Aim of the exercise: Gather every line of the data below that contains the string "skin", and copy each one unchanged.
++++ Supplied data ++++
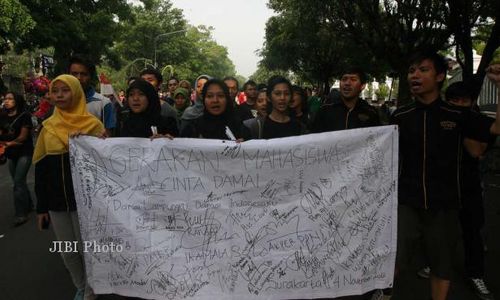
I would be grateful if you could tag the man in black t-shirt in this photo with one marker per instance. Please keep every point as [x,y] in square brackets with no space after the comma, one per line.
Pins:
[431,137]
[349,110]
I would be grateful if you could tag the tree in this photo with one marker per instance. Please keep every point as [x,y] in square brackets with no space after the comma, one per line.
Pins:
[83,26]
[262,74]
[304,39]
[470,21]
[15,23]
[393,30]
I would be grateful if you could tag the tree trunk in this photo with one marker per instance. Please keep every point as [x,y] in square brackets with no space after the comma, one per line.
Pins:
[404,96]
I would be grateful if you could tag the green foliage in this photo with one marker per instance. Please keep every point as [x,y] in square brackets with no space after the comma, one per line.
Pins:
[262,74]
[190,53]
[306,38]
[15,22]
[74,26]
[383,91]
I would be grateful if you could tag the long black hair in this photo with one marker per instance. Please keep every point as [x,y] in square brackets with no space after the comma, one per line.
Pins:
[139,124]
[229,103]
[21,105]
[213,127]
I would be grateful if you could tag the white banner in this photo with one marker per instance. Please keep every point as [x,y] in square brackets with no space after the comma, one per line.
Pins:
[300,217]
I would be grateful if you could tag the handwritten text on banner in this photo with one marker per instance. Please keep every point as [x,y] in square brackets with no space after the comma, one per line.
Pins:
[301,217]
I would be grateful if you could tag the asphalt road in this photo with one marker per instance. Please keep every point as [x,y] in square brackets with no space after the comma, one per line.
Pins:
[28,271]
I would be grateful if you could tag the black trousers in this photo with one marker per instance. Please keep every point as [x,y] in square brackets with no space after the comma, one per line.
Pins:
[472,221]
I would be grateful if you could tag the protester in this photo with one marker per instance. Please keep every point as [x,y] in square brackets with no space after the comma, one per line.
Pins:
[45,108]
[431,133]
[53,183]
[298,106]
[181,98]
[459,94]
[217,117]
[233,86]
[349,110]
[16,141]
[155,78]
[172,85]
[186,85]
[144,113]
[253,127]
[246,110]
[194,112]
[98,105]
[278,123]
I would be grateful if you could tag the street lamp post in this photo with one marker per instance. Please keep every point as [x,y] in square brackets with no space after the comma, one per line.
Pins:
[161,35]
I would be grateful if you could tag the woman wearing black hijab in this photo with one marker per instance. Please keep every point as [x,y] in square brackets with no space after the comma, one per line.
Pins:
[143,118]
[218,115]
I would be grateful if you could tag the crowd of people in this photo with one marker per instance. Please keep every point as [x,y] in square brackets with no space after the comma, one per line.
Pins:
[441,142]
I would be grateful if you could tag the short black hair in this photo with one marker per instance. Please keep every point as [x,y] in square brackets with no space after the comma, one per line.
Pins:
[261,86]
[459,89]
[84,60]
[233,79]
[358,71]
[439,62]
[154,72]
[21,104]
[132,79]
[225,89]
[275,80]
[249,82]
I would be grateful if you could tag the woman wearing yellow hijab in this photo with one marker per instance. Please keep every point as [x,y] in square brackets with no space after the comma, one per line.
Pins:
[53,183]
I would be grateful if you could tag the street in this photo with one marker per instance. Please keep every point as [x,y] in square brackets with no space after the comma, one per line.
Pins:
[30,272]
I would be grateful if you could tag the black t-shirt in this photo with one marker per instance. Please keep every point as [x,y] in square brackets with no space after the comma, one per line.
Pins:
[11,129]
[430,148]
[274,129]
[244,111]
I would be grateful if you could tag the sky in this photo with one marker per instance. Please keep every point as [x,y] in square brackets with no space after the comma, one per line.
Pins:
++++
++++ Supplied data ++++
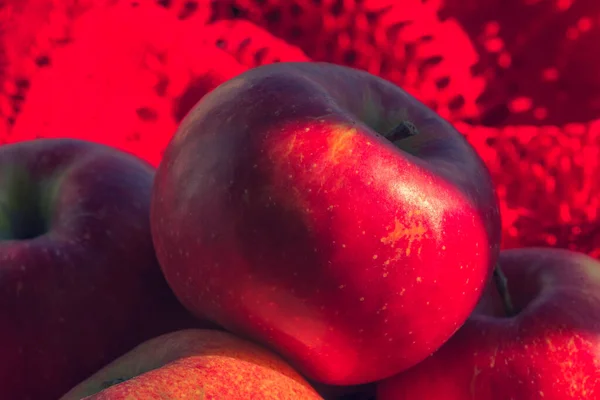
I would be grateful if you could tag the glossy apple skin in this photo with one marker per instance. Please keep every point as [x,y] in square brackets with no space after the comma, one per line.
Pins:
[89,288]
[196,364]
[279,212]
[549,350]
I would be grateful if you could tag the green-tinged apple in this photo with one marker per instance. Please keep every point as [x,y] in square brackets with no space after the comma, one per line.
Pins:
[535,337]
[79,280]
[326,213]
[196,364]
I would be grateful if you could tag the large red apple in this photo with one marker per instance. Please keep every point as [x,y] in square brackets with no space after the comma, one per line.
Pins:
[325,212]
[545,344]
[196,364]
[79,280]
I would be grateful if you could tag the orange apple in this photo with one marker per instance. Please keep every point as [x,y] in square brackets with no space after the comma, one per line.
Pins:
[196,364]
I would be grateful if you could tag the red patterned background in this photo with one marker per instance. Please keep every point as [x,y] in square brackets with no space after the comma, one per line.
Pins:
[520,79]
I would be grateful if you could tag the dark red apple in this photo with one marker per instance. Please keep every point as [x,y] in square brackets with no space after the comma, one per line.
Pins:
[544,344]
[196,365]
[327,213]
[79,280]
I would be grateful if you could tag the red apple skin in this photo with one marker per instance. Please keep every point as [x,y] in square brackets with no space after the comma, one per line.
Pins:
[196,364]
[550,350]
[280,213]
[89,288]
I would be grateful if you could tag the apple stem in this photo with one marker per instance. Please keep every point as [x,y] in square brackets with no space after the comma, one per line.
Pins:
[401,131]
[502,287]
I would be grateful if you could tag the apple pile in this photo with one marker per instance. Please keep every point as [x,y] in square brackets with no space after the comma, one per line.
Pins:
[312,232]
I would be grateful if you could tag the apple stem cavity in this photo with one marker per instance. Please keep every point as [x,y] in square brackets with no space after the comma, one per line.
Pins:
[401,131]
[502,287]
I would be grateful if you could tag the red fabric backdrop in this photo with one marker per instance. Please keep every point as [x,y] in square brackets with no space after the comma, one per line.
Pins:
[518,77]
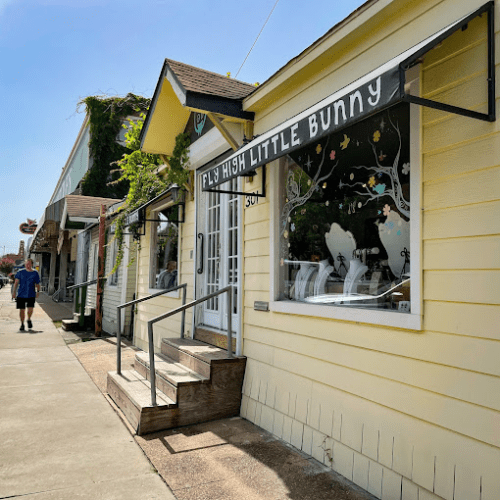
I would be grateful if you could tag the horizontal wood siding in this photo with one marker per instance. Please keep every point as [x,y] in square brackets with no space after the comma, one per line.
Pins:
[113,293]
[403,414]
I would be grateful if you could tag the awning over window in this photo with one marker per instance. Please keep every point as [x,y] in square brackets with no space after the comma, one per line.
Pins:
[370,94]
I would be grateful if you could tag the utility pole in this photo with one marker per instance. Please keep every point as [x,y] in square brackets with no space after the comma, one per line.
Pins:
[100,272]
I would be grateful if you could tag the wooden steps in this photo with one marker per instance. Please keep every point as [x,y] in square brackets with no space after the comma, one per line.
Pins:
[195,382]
++++
Solution for this problem:
I would be grateful if you could tag the glossy apple skin in this photo with one marker per instance. Please keep every point as [x,y] in square brackets with no space after the comma, one per line.
I would be grateful if you could tag the red apple skin in this photo with one marker per instance. Please keep every point as [x,y] in square brackets with no space after the comma, one per line.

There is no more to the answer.